## Excerpt provided
====
While Kirby games were already among favorites in the sphere of multiplayer 2D action games, Forgotten Land is set to translate that tradition into 3D with a second player; Bandana Waddle Dee. As always, he’ll provide plenty of spear-poking action, but second-players can also interact with Kirby’s Mouthful Mode in unique ways. As seen here, Bandana Waddle Dee isn’t afraid to hitch a ride with Car Mouth Kirby, firing away at hapless foes during the trip.
Unfortunately, there’s no word on whether Kirby and the Forgotten Land provides online play. With that functionality usually locked to spin-offs such as Kirby Fighters 2 and Kirby: Battle Royale, you’ll probably want to keep your expectations in check. (Woe is us lonely gamers with no friends around!) In the meantime, let’s hope for some 3D World-esque hijinks in the vein of throwing our unlucky partners off all sorts of precarious set pieces!
====
## Items from a data source

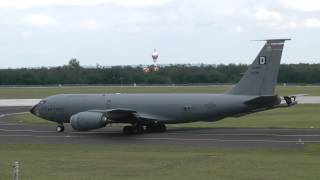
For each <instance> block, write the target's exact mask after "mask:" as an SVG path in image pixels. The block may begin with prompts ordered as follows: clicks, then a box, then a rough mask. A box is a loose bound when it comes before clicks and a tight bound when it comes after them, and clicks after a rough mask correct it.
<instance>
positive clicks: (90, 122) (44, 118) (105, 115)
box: [30, 39, 297, 134]
mask: <svg viewBox="0 0 320 180" xmlns="http://www.w3.org/2000/svg"><path fill="white" fill-rule="evenodd" d="M286 40H289V39H272V40H265V41H266V43H265V45H264V47H263V48H262V50H261V51H260V53H259V54H258V56H257V58H256V59H255V60H254V62H253V63H252V65H251V66H249V68H248V70H247V72H246V73H245V74H244V76H243V77H242V79H241V80H240V81H239V83H238V84H237V85H236V86H235V87H234V88H232V89H231V90H230V91H228V92H226V93H224V94H60V95H54V96H50V97H47V98H44V99H43V100H42V101H40V102H39V104H37V105H35V106H34V107H32V109H31V110H30V111H31V113H32V114H34V115H36V116H38V117H41V118H43V119H46V120H49V121H53V122H57V123H58V126H57V131H58V132H62V131H64V126H63V124H64V123H71V126H72V128H73V129H75V130H78V131H88V130H93V129H98V128H103V127H106V125H107V124H111V123H125V124H129V125H128V126H125V127H124V128H123V133H125V134H133V133H144V132H164V131H166V124H174V123H187V122H194V121H208V122H213V121H218V120H221V119H223V118H226V117H239V116H243V115H246V114H250V113H255V112H258V111H264V110H269V109H274V108H279V107H290V106H292V105H294V104H296V103H297V102H296V100H295V97H289V96H286V97H284V100H285V103H281V102H282V98H281V97H279V96H277V95H275V86H276V84H277V78H278V71H279V66H280V60H281V55H282V50H283V46H284V42H285V41H286Z"/></svg>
====
## Directive A
Reproduce the records word for word, from their beginning through the line containing "box: [30, 39, 297, 134]", including that line, and leave the picture out of your answer.
## Directive B
Take the text about co-op play in Kirby and the Forgotten Land further, continuing from its final sentence.

## Exercise answer A
For each <instance> block, write the target's exact mask after "mask:" as an SVG path in image pixels. The block may begin with prompts ordered as follows: clicks, then a box, then a rough mask. A box is a loose bound when it comes before clicks and a tight bound when it comes after them, and clicks after a rough mask correct it.
<instance>
positive clicks: (90, 122) (44, 118) (105, 115)
box: [30, 39, 297, 134]

## Exercise answer B
Outside of the advertised highlights, there have been other tidbits discovered by scanning all available footage like a madman. Kirby fanatics are a persistent lot indeed, and as they’ve analyzed everything from easter eggs to haunting new locations, one fan made quite a discovery. One screenshot in particular seems to imply that the lives counter has been done away with. Many action platformers in recent memory have moved away from this classic mechanic, and Kirby and the Forgotten Land looks to be the next. If that does turn out to be true, it leaves us with one burning question: what’s to become of the series’ collectible stars? We can clearly see they’re still lying around in all corners of Pop Star, so what purpose will they serve in place of granting a 1-up? (Perhaps more importantly, what about the classic 1-Up jingle? Surely, that’ll be repurposed somehow, right?)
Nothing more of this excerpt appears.